• What you are asked to do:
All pictures must be left out as you transcribe the lines from the first line of the data to the line containing "the frog's front", both included.

Dataset entries
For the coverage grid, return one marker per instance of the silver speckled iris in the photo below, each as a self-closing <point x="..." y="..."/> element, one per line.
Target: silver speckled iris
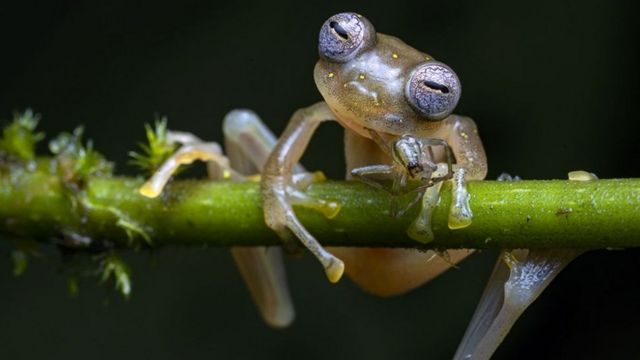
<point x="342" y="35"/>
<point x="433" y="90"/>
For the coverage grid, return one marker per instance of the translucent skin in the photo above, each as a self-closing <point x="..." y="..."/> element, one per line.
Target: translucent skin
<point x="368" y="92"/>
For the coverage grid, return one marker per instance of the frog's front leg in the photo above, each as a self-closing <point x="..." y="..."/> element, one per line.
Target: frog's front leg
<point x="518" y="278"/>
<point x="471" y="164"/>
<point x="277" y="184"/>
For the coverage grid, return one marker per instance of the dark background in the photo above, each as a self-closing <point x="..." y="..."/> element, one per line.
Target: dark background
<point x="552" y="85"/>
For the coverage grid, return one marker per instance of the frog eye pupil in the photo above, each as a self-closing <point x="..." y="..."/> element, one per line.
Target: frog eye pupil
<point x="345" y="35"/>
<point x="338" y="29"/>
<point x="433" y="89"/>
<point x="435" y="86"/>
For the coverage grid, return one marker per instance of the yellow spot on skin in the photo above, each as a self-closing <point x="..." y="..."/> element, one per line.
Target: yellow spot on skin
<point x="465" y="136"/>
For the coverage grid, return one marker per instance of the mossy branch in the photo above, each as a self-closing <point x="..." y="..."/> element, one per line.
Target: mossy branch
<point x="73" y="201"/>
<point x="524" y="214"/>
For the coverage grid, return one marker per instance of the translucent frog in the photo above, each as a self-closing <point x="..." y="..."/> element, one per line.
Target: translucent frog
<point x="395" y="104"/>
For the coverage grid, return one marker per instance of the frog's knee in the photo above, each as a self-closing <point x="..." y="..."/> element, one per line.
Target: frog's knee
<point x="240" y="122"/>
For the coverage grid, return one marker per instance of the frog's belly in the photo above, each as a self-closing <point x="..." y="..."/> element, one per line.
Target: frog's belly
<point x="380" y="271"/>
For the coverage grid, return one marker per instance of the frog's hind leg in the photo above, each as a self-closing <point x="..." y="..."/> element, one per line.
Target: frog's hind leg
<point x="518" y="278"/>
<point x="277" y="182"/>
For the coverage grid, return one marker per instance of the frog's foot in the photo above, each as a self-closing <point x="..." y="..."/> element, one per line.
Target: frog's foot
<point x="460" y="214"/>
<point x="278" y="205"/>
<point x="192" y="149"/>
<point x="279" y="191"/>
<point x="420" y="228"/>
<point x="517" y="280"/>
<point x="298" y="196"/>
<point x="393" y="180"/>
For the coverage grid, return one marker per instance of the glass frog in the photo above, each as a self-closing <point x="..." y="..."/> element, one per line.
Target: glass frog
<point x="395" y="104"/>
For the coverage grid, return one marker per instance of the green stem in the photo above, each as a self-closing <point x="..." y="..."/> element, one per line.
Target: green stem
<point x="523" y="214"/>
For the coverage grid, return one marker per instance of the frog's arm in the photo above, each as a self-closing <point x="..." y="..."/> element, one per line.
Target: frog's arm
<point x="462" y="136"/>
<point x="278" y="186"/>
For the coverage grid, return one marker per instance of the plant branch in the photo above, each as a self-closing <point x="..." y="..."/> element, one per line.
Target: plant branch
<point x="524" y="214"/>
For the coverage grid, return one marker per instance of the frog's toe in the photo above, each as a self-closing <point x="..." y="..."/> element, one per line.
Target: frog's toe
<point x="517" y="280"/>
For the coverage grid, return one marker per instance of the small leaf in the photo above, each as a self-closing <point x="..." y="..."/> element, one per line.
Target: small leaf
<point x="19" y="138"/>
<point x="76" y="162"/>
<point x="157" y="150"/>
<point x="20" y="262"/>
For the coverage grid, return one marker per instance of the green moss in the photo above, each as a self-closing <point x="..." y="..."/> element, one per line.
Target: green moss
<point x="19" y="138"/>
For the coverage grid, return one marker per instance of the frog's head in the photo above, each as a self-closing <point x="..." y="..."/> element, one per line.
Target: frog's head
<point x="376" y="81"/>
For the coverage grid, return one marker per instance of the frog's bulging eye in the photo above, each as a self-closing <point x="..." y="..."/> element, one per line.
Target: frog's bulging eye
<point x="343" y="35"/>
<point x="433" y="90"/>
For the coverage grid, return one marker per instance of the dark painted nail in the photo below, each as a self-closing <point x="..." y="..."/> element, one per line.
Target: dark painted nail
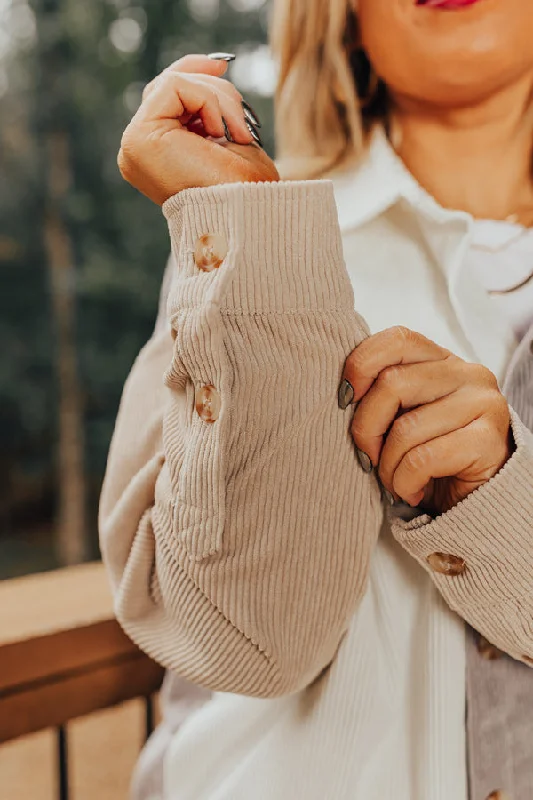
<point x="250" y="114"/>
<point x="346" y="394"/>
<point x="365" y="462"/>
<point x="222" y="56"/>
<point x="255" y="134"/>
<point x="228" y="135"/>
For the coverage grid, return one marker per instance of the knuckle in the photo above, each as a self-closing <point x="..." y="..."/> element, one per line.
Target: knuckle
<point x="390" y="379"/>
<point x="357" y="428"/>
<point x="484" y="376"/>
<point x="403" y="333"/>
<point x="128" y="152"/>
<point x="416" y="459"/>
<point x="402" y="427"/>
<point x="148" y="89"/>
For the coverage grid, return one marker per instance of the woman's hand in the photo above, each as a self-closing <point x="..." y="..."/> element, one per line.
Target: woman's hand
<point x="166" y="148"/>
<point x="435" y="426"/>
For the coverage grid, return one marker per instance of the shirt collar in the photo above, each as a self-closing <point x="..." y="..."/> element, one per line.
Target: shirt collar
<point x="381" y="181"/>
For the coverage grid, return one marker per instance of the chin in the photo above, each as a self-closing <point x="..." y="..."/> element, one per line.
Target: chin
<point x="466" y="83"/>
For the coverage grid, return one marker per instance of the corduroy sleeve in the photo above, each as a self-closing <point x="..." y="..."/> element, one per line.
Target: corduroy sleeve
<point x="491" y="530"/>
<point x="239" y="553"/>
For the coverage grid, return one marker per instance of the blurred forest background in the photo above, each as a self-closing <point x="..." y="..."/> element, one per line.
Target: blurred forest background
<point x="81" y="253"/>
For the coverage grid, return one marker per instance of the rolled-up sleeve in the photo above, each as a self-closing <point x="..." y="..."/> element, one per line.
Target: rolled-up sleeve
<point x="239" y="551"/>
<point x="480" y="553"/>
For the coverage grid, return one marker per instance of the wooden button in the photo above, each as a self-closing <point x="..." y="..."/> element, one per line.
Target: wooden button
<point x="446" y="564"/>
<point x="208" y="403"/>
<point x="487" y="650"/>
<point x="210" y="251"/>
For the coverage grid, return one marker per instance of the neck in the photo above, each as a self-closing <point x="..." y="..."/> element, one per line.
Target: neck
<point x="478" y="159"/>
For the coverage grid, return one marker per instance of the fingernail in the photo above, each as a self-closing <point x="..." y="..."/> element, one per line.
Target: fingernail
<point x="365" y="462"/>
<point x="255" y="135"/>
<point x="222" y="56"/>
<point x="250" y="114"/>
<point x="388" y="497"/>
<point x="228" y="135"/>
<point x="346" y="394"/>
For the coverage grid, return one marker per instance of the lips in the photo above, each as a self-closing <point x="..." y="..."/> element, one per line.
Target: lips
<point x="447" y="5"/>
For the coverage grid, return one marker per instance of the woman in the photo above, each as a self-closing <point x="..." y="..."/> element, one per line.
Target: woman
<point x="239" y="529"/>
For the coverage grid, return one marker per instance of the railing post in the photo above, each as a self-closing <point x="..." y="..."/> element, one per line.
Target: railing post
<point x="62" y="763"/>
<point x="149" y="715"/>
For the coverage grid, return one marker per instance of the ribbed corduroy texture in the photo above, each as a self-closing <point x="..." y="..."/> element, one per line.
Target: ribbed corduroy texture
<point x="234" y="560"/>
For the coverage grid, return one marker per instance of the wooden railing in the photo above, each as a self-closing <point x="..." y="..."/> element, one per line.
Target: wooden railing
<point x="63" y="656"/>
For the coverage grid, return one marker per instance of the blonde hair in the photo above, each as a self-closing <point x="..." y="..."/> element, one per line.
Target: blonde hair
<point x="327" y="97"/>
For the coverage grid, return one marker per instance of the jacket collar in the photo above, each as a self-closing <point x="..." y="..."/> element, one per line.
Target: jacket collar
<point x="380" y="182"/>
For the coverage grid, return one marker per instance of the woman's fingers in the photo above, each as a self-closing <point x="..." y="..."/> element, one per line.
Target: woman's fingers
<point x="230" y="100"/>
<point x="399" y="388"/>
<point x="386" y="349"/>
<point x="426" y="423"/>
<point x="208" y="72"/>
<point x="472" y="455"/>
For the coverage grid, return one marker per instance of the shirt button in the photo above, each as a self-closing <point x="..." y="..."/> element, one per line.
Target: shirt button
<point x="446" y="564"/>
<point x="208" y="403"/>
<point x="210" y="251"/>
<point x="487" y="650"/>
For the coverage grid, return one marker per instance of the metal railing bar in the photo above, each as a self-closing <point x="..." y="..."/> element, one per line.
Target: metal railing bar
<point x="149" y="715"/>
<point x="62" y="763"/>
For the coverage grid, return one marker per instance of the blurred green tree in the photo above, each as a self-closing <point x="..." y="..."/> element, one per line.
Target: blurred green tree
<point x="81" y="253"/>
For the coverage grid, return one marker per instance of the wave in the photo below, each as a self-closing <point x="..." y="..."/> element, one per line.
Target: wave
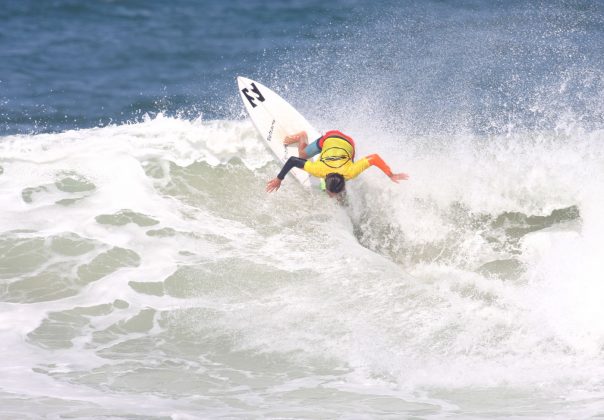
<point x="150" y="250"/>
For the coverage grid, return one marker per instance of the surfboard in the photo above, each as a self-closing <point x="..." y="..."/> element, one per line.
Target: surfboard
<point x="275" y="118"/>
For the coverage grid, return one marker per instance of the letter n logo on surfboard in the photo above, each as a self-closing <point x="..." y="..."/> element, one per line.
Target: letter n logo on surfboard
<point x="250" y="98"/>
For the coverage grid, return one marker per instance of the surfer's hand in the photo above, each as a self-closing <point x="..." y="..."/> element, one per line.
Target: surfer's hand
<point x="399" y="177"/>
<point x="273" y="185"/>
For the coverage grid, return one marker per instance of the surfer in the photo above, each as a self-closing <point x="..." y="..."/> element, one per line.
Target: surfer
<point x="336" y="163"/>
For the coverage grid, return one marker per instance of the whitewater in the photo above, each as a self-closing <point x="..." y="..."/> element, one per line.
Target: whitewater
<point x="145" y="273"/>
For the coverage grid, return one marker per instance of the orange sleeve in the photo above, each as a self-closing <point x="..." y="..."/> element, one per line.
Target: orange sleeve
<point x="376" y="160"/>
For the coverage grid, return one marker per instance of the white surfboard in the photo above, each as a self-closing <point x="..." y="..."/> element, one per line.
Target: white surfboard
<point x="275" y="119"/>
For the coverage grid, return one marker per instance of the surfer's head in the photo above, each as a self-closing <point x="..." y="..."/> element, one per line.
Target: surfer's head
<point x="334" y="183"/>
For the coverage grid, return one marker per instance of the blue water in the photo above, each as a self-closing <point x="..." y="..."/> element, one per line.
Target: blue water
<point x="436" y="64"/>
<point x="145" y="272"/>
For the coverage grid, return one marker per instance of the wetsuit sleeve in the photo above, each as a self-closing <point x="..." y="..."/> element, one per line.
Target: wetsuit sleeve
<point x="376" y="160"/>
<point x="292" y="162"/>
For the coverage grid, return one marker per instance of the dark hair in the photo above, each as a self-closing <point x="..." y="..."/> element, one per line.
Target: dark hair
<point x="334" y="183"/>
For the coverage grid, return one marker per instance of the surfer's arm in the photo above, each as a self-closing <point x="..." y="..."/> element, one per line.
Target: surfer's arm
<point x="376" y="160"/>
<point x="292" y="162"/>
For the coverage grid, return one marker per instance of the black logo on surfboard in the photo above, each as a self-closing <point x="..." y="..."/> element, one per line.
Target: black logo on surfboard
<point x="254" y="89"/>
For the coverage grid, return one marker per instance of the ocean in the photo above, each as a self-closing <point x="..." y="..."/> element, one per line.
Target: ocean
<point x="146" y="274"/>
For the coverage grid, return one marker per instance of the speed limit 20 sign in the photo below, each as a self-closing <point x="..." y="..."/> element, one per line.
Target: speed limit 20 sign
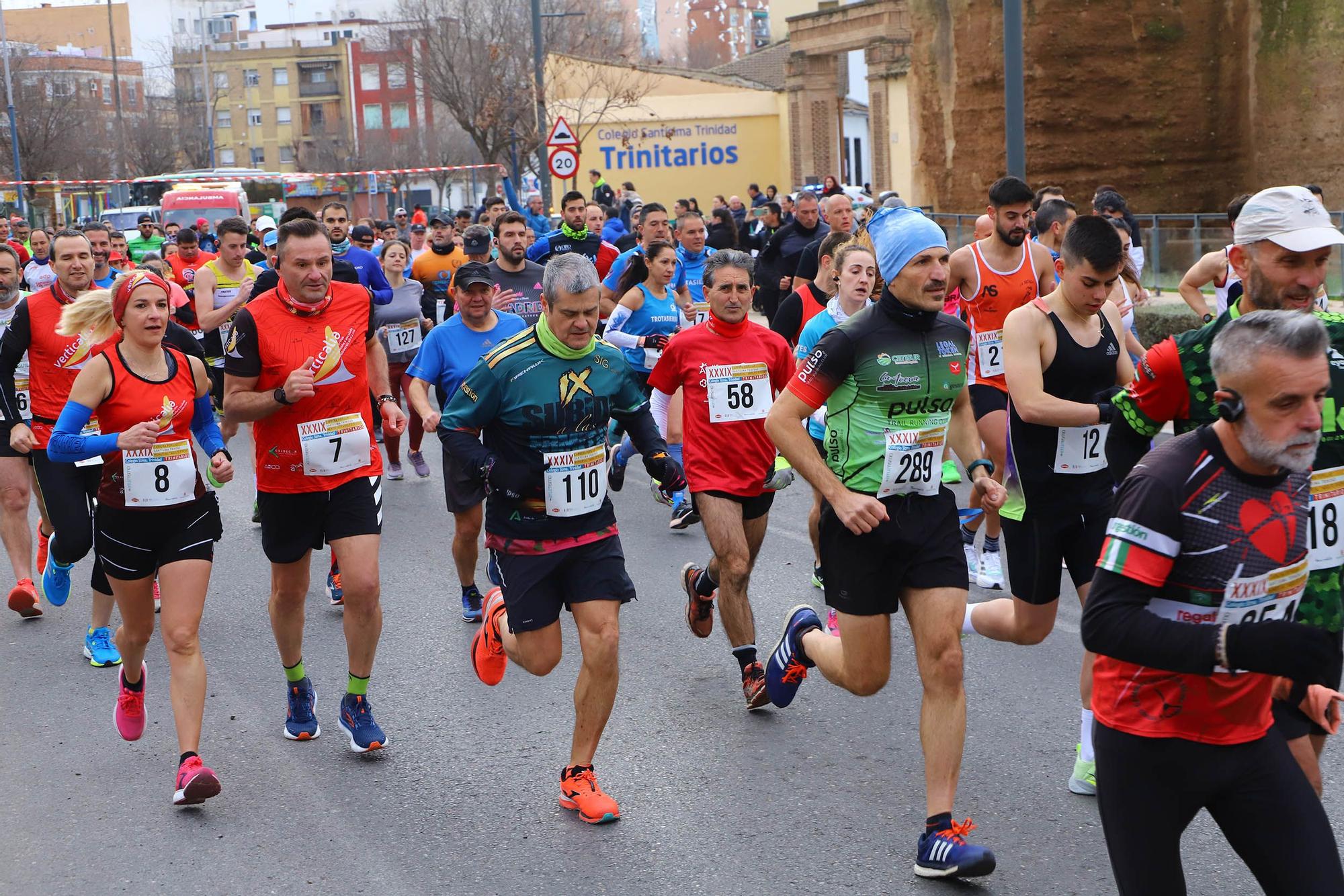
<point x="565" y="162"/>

• Expected output:
For the coverage grid, return one marker per instance of the silver speckled iris in the photo below, each as a self-closing <point x="..." y="..."/> element, one per line.
Target: silver speckled iris
<point x="342" y="35"/>
<point x="433" y="90"/>
For the coverage grid, return one marker per instance of the translucent skin in the photo above, each as a self-closing <point x="..." y="..."/> element, one per line.
Target: translucent skin
<point x="368" y="92"/>
For the coverage grid, return one marker per instance of the frog's front leg in the photo above, each as a self-closing <point x="..." y="..."/> element, one per line.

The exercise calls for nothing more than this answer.